Beginning with the line that holds "TARGET = black eyeglasses" in the data below, give again every line through the one that holds "TARGET = white wall", exactly as written.
*** DATA UNDER STUDY ***
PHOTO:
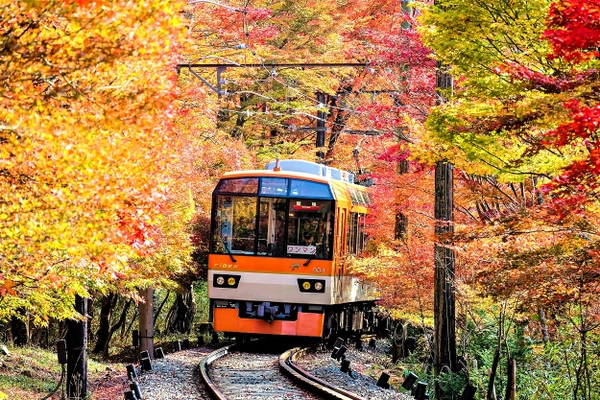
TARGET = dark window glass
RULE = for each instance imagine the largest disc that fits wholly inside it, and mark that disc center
(238, 185)
(315, 190)
(235, 229)
(310, 229)
(273, 187)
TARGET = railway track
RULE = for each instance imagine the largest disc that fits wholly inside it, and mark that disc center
(230, 374)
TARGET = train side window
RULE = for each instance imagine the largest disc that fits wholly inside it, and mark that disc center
(315, 190)
(355, 240)
(271, 227)
(310, 218)
(238, 185)
(235, 225)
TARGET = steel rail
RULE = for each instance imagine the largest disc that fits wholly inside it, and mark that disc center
(287, 363)
(206, 362)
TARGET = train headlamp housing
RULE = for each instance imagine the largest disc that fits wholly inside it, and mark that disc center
(311, 285)
(226, 281)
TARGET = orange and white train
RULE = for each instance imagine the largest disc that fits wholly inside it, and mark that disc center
(280, 238)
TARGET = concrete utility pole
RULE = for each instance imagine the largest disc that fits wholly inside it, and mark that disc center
(146, 321)
(444, 358)
(76, 341)
(321, 127)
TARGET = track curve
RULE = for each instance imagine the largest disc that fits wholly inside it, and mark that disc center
(228, 373)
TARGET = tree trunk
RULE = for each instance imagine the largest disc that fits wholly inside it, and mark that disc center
(117, 325)
(444, 302)
(182, 312)
(76, 341)
(146, 322)
(108, 303)
(544, 324)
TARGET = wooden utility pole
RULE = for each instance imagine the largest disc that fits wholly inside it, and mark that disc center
(146, 322)
(444, 358)
(76, 341)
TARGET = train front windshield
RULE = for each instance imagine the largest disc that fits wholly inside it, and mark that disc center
(273, 217)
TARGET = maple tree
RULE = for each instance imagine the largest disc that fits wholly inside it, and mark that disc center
(520, 125)
(88, 152)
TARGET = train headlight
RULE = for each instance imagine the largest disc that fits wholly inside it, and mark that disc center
(311, 285)
(226, 281)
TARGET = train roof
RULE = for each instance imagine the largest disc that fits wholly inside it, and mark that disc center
(340, 181)
(299, 169)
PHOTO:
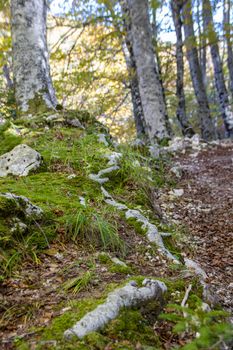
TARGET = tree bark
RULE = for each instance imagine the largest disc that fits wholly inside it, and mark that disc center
(131, 66)
(227, 32)
(186, 128)
(33, 85)
(207, 127)
(226, 110)
(149, 86)
(158, 67)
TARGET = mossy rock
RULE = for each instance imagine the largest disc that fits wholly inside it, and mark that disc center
(8, 206)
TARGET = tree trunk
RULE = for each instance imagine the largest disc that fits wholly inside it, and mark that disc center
(207, 127)
(33, 85)
(149, 86)
(131, 66)
(226, 110)
(181, 108)
(158, 66)
(227, 32)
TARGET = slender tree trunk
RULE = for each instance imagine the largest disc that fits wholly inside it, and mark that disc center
(158, 66)
(33, 85)
(207, 127)
(149, 86)
(131, 66)
(227, 30)
(181, 108)
(6, 74)
(202, 44)
(226, 110)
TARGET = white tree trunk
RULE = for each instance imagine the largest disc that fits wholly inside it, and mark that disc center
(33, 85)
(149, 86)
(127, 296)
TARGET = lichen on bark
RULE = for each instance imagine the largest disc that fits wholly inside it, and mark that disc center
(32, 81)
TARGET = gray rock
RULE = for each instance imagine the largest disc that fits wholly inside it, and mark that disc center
(22, 203)
(125, 297)
(2, 121)
(102, 139)
(75, 123)
(19, 161)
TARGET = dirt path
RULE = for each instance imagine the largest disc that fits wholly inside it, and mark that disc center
(206, 209)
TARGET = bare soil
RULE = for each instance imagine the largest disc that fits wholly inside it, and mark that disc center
(206, 210)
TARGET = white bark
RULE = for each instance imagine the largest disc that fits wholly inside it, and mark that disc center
(128, 296)
(33, 84)
(149, 85)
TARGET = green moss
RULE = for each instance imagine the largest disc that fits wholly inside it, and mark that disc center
(117, 268)
(131, 326)
(8, 140)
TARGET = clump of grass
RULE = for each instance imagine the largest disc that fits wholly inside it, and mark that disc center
(97, 229)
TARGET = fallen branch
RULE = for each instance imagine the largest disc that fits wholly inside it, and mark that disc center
(127, 296)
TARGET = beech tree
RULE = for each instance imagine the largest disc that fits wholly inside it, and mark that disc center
(176, 7)
(207, 127)
(225, 107)
(131, 66)
(34, 91)
(227, 34)
(150, 89)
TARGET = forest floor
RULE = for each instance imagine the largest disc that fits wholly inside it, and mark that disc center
(206, 211)
(35, 295)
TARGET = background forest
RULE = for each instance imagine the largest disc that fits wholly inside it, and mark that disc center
(116, 196)
(86, 42)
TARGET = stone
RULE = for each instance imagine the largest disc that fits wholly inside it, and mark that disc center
(177, 171)
(2, 121)
(23, 204)
(75, 123)
(19, 161)
(125, 297)
(102, 139)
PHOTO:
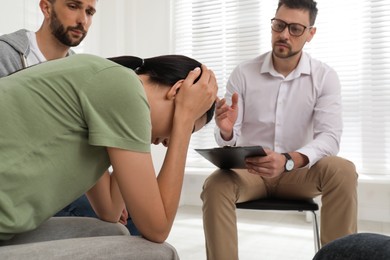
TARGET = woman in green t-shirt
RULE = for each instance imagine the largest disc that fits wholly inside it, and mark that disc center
(65, 122)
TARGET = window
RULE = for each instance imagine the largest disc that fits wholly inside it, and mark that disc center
(352, 37)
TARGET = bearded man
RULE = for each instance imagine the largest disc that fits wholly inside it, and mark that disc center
(65, 25)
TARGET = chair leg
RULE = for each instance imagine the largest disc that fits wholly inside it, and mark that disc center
(317, 243)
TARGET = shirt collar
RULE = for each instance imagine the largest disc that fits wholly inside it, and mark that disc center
(302, 68)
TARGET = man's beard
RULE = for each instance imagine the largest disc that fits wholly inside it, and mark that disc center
(284, 55)
(59, 31)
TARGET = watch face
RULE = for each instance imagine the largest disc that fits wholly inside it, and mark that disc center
(289, 165)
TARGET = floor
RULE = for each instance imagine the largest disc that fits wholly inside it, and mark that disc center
(262, 235)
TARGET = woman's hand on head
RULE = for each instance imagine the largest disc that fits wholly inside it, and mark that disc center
(194, 99)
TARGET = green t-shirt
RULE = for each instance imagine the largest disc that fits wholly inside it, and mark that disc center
(56, 120)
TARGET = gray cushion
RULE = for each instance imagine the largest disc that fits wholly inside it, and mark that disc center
(68, 227)
(106, 247)
(83, 238)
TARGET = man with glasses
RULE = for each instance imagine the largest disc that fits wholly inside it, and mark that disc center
(290, 104)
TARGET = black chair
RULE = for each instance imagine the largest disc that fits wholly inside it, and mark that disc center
(287, 205)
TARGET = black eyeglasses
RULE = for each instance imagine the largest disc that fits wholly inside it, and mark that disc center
(295, 29)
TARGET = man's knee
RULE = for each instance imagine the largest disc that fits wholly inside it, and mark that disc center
(338, 169)
(218, 183)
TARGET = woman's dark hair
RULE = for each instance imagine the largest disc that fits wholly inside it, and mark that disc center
(165, 70)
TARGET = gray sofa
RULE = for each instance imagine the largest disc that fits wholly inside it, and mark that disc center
(83, 238)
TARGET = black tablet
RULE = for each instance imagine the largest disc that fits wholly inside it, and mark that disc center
(231, 157)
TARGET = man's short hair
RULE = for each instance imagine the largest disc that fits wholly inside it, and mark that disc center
(307, 5)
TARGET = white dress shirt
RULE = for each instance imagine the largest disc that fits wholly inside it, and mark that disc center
(301, 112)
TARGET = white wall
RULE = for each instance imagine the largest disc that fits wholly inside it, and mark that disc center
(130, 27)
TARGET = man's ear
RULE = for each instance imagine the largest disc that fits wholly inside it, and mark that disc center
(45, 6)
(311, 34)
(174, 89)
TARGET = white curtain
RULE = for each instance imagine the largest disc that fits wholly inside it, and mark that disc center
(352, 36)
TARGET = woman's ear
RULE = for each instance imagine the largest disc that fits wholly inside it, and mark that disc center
(174, 89)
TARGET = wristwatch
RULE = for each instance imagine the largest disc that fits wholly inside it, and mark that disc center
(289, 163)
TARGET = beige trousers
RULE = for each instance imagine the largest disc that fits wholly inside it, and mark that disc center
(332, 177)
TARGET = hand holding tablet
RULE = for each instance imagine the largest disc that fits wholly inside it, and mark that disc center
(231, 157)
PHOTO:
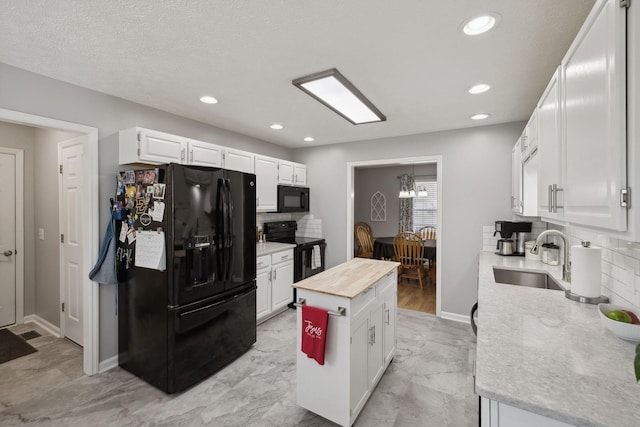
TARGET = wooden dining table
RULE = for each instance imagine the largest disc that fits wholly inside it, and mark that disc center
(383, 248)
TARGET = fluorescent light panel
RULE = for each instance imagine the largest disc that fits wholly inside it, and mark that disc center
(333, 90)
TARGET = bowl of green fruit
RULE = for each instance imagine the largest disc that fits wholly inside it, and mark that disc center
(622, 321)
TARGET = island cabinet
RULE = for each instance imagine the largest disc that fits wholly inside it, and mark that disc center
(361, 296)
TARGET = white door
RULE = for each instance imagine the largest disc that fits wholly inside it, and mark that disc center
(7, 239)
(71, 192)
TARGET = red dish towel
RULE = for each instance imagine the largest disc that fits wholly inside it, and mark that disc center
(314, 332)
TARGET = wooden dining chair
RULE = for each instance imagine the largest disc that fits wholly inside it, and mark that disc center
(363, 235)
(427, 232)
(409, 251)
(357, 248)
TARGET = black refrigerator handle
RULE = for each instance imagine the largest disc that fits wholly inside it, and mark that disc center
(229, 230)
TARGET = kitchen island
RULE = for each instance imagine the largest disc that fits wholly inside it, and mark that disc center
(361, 295)
(544, 360)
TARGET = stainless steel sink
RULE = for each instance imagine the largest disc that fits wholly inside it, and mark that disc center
(525, 278)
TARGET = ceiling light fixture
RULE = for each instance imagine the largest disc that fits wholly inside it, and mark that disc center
(480, 24)
(480, 116)
(208, 99)
(479, 88)
(336, 92)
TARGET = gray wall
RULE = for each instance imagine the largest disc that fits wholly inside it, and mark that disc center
(34, 94)
(476, 184)
(23, 138)
(385, 180)
(47, 254)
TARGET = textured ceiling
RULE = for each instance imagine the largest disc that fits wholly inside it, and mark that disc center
(408, 57)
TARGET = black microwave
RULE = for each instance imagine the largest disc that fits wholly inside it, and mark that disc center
(293, 199)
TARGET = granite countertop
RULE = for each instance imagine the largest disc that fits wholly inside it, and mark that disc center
(348, 279)
(541, 352)
(266, 248)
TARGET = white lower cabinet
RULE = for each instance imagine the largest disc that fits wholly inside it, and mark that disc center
(274, 277)
(496, 414)
(359, 348)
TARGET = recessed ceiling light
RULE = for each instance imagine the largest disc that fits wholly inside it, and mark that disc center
(208, 99)
(479, 88)
(336, 92)
(480, 24)
(480, 116)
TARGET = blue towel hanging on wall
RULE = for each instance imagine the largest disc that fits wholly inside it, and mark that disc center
(105, 269)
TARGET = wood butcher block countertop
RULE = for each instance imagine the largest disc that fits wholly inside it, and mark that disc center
(348, 279)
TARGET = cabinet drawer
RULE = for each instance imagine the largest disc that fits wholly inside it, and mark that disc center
(263, 262)
(386, 282)
(360, 303)
(282, 257)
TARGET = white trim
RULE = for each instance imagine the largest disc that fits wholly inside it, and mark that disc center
(90, 227)
(108, 364)
(462, 318)
(44, 324)
(441, 226)
(19, 243)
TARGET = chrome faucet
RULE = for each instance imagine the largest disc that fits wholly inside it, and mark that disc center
(566, 267)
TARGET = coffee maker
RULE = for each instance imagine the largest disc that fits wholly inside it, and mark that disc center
(513, 235)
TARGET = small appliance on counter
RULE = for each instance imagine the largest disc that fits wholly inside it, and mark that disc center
(513, 236)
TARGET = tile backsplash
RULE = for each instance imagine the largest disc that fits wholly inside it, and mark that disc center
(620, 263)
(620, 259)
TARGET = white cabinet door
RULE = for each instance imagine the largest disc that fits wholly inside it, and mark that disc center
(299, 174)
(390, 299)
(595, 120)
(158, 147)
(358, 364)
(202, 153)
(516, 178)
(285, 172)
(375, 357)
(550, 153)
(263, 293)
(281, 289)
(266, 170)
(238, 160)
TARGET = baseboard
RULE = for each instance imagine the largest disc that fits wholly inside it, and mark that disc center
(107, 364)
(47, 326)
(462, 318)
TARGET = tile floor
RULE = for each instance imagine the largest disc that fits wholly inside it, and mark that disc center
(429, 383)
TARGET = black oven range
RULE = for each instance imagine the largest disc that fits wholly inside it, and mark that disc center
(308, 255)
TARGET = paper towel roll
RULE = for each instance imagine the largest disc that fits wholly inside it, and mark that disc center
(586, 270)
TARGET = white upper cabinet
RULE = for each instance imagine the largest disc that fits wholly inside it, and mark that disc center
(299, 174)
(138, 145)
(266, 170)
(238, 160)
(202, 153)
(594, 110)
(516, 178)
(549, 155)
(291, 173)
(285, 172)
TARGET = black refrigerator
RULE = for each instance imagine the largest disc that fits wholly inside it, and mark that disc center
(187, 313)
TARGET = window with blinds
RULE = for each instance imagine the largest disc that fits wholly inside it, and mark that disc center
(425, 209)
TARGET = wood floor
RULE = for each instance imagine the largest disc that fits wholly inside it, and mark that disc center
(410, 296)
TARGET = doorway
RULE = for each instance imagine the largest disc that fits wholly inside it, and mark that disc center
(391, 226)
(87, 223)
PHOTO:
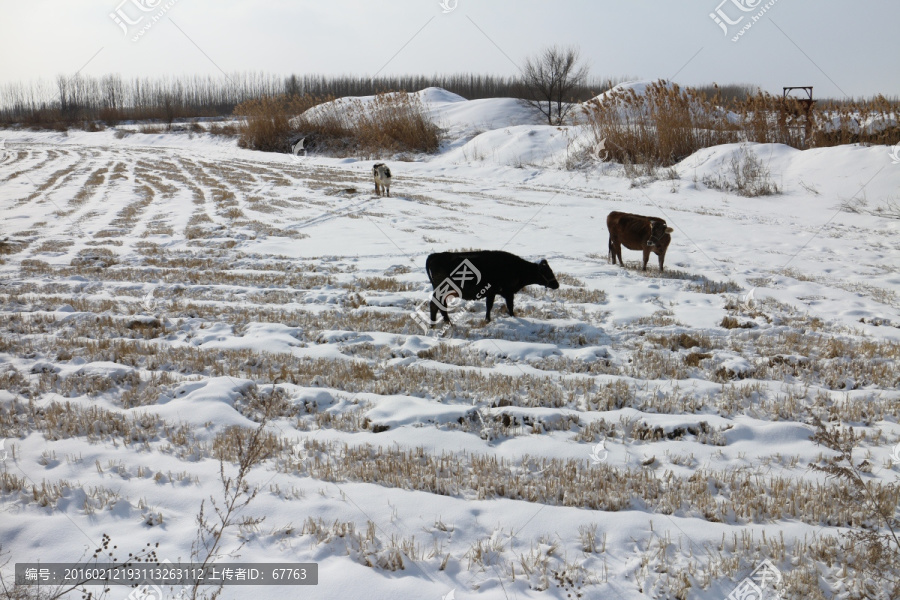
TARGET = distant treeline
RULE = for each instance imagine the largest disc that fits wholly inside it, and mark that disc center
(83, 100)
(76, 100)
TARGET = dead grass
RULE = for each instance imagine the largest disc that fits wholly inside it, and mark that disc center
(391, 122)
(669, 123)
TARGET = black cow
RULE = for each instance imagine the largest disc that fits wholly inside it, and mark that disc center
(637, 232)
(482, 274)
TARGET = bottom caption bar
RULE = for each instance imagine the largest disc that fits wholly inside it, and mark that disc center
(167, 574)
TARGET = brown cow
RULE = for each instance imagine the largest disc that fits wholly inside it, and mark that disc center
(637, 232)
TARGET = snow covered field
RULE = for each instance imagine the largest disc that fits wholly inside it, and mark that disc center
(632, 434)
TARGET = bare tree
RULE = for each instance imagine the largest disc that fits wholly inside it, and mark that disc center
(550, 78)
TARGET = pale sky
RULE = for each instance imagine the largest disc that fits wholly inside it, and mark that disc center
(840, 48)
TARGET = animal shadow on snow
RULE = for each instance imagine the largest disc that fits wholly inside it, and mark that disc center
(470, 325)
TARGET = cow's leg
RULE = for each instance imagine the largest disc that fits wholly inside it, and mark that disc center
(509, 306)
(433, 308)
(489, 301)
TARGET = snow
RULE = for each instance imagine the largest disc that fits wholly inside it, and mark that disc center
(499, 182)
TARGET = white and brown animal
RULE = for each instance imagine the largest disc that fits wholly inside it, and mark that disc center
(382, 175)
(637, 232)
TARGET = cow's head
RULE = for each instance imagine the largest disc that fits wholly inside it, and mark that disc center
(547, 273)
(658, 229)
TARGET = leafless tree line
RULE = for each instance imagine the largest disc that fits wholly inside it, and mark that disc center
(73, 100)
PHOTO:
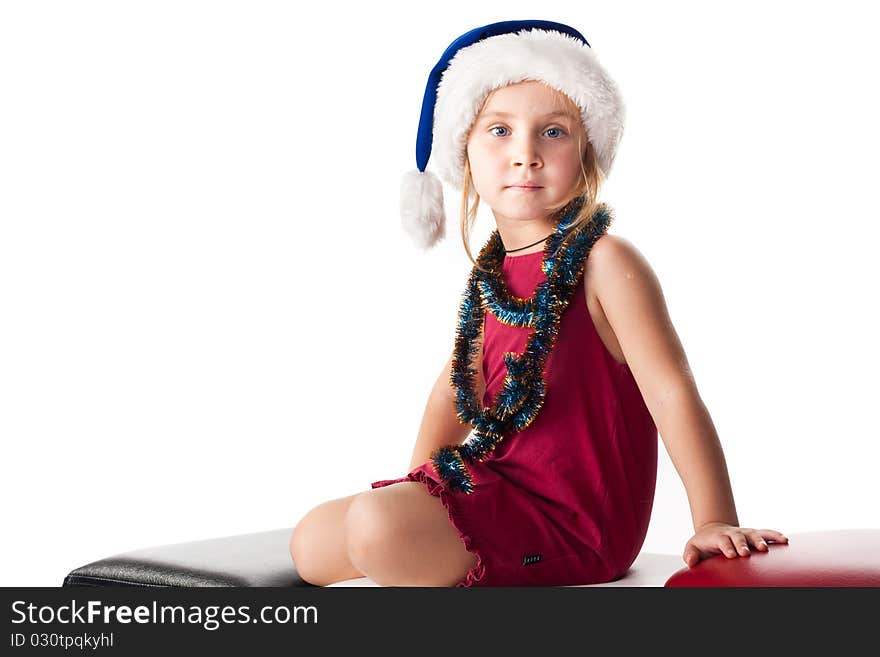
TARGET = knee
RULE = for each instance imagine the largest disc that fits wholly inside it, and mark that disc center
(367, 532)
(303, 551)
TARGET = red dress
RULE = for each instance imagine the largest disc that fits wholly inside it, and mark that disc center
(567, 500)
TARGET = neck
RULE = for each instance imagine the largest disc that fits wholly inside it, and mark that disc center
(515, 235)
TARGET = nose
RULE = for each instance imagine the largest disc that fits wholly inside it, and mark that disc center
(524, 153)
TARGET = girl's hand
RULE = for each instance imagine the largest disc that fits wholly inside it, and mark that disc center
(721, 538)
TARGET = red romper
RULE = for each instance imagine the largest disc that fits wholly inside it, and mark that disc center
(567, 500)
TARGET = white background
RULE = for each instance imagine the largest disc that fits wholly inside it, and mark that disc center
(211, 320)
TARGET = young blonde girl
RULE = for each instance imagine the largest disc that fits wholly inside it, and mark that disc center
(577, 365)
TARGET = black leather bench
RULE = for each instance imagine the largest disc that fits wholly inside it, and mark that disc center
(260, 559)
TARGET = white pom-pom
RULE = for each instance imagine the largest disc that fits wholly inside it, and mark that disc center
(421, 208)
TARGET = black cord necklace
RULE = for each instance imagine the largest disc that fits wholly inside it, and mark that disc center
(525, 247)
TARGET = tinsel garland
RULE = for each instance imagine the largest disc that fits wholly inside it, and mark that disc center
(522, 392)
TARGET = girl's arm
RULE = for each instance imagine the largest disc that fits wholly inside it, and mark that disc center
(630, 295)
(440, 423)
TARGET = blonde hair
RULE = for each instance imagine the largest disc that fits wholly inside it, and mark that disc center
(588, 184)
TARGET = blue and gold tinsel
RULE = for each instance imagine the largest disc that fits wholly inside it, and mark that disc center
(522, 392)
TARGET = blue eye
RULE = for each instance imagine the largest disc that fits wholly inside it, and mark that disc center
(500, 127)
*** End of DATA UNDER STUDY ***
ANSWER TO THIS TASK:
TARGET = black eyeglasses
RULE = for each instance imagine the largest disc that fits wholly inside it, and mark that disc center
(295, 29)
TARGET = man's knee
RULE = for each instance imagine the largest disc that fits wholly inside it, and mark that disc center
(338, 169)
(218, 183)
TARGET = woman's dark hair
RULE = for each instance imagine the largest disc that fits wholly inside it, and mark that disc center
(165, 70)
TARGET = gray sofa
RULE = for each instance imagine the largest disc that fits wholly inside it, and mark that disc center
(83, 238)
TARGET = black tablet
RULE = for each instance imagine the largest disc that fits wholly inside it, and mark that disc center
(231, 157)
TARGET = man's short hair
RULE = for each instance imagine the largest disc that fits wholly inside it, and mark that disc center
(307, 5)
TARGET = white dress shirt
RULE = for each instance imagine the largest disc that fits wholly inside it, and mark that disc center
(301, 112)
TARGET = white wall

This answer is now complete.